** start of SOURCE PASSAGE **

The Governor's Residence Preservation Fund restored this ship model, and this year's commemorative Christmas ornament, the sixth in a series of different ornaments, was a brass reproduction of this ship. This ornament, as well as the others in the commemorative series, can be purchased on this link, with proceeds going to the preservation fund.
Above and below: The Grand Drawing Room.
The Boettcher family had filled the mansion with treasures from around the world when they owned the house, and one of their finest additions was this Waterford crystal chandelier that hung in the White House ballroom in 1876, when President Grant presided over Americas centennial celebration. That happens to also be the year that Colorado was admitted in the Union.
The Elegant State Dining Room.
A docent showed us the different china patterns selected for the Governor's use through the years.

** end of SOURCE PASSAGE **
** start of SUPPLIED MATERIAL **

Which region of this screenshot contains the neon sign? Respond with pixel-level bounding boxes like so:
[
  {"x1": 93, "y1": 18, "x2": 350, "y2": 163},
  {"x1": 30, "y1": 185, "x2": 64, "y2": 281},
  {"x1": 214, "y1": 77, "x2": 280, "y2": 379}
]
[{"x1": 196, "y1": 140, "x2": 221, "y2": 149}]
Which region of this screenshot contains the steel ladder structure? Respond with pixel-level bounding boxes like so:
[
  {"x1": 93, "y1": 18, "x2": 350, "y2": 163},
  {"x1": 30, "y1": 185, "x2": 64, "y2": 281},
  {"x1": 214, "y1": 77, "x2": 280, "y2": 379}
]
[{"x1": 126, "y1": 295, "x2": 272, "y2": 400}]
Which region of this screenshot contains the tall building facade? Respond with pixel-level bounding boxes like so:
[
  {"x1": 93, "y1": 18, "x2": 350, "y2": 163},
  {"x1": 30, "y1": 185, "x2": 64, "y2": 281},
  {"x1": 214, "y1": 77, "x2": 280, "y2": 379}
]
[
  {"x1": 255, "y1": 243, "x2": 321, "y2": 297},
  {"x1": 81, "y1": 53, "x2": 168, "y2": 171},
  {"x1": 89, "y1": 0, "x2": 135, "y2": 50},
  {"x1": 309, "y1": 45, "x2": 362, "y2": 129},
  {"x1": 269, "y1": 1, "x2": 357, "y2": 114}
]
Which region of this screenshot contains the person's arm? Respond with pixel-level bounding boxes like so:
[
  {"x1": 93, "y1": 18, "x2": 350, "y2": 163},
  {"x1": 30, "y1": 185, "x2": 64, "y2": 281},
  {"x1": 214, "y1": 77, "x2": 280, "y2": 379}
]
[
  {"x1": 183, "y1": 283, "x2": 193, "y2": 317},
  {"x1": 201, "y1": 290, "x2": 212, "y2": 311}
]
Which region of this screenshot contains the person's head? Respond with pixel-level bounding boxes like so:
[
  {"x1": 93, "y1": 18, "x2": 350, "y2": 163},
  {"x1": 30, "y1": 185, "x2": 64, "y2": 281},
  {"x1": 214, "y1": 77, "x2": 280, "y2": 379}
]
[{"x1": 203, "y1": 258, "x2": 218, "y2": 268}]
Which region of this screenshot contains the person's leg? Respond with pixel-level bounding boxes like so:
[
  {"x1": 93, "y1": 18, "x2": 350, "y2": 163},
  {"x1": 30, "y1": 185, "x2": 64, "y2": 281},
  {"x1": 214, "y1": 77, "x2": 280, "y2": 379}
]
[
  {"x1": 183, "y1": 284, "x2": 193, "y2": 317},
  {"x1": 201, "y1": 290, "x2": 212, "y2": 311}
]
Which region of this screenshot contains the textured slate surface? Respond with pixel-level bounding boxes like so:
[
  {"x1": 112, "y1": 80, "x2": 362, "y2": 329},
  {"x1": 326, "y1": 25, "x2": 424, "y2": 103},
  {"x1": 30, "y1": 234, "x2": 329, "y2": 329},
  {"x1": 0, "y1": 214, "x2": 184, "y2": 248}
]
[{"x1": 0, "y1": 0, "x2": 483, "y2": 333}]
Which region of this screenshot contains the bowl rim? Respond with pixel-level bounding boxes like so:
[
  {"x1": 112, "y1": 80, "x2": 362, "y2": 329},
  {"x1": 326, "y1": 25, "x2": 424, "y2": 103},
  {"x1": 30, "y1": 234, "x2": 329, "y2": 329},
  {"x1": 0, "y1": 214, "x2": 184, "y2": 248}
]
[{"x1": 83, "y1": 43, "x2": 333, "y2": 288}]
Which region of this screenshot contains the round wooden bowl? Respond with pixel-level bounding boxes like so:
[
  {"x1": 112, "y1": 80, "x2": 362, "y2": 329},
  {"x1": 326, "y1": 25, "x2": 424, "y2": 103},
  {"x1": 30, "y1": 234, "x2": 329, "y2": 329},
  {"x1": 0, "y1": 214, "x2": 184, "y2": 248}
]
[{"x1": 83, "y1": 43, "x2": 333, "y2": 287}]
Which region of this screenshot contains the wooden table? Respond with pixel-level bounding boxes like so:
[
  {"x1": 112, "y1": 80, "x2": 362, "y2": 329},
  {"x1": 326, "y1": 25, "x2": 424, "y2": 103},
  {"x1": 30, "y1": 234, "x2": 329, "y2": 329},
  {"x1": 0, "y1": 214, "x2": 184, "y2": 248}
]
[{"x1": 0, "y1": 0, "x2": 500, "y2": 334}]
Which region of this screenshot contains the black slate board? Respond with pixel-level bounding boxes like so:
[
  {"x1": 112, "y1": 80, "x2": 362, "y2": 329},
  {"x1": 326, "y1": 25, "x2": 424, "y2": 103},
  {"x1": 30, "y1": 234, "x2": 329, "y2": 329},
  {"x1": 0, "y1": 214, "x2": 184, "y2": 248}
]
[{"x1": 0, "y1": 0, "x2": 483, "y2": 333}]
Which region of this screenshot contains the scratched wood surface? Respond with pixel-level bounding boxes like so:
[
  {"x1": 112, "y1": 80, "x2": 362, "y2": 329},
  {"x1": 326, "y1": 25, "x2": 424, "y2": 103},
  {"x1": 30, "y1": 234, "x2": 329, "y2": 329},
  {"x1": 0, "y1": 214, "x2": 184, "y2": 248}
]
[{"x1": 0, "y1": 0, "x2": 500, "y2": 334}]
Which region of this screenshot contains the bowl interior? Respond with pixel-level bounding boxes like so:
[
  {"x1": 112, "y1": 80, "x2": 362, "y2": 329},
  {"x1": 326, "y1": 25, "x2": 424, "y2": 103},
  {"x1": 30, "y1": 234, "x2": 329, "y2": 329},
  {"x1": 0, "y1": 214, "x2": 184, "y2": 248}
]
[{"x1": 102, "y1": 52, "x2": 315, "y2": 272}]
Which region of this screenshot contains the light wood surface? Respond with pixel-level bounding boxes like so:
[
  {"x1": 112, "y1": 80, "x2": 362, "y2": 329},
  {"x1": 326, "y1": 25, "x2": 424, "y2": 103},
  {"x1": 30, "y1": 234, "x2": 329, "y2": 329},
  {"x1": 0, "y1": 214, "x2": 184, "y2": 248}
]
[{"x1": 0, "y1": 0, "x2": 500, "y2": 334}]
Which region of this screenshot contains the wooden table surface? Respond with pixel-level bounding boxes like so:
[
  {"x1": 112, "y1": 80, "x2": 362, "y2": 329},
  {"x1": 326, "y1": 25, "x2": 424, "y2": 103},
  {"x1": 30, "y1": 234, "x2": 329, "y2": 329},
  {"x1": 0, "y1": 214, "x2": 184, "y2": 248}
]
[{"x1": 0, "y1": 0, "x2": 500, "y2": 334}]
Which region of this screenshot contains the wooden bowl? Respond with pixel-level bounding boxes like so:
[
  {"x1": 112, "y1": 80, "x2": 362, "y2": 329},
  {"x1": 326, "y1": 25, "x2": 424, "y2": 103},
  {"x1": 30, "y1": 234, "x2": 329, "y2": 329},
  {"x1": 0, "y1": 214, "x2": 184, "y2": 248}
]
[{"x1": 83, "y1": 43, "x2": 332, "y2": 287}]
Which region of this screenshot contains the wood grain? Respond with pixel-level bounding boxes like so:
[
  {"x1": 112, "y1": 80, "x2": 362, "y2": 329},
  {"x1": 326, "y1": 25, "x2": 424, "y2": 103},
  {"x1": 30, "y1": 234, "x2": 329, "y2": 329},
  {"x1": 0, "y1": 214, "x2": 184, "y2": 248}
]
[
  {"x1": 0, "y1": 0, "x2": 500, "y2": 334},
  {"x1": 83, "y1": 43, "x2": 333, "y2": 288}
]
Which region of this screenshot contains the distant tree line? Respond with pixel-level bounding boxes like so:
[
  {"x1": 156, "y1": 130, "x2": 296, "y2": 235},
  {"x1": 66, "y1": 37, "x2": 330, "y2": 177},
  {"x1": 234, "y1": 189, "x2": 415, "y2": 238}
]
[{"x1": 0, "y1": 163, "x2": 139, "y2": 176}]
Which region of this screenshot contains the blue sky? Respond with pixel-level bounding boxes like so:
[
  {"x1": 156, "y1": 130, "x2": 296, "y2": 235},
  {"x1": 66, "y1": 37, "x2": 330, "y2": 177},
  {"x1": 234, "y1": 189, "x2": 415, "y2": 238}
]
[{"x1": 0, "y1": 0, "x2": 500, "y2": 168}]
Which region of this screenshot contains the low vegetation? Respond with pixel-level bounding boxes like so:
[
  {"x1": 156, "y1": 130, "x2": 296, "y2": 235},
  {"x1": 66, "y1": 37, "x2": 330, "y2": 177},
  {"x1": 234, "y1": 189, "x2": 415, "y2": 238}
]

** end of SUPPLIED MATERIAL **

• TO BE DONE:
(a) Copy out the Governor's Residence passage from "The Governor's Residence" to "in the Union.".
(b) Extend the Governor's Residence passage, beginning right after its final sentence.
The entries play no part in any of the work here.

• EXERCISE RESPONSES:
(a)
The Governor's Residence Preservation Fund restored this ship model, and this year's commemorative Christmas ornament, the sixth in a series of different ornaments, was a brass reproduction of this ship. This ornament, as well as the others in the commemorative series, can be purchased on this link, with proceeds going to the preservation fund.
Above and below: The Grand Drawing Room.
The Boettcher family had filled the mansion with treasures from around the world when they owned the house, and one of their finest additions was this Waterford crystal chandelier that hung in the White House ballroom in 1876, when President Grant presided over Americas centennial celebration. That happens to also be the year that Colorado was admitted in the Union.

(b)
The Stately Library. The carpet in this room depicts Colorado wildflowers
The beautiful light filled Palm Room. I liked how the Christmas tree in this room was decorated with vintage ski photos and ski and outdoor snow recreation ornaments.
As part of the tour we walked to the back of the residence and visited the carriage house, which now contains meeting rooms plus displays about the history of the mansion. Don't you love the blue poodle statues that Edna Boettcher collected?
The property around the mansion is not extensive, but is filled with very mature trees and pines, including Colorado's state tree, the Colorado Blue Spruce.
Although the Christmas tour season is over the Colorado Governor's Residence is open for tours at other times during the year. Click here to see that schedule. It is located at 400 E 8th Avenue and Logan Street in Denver, Colorado.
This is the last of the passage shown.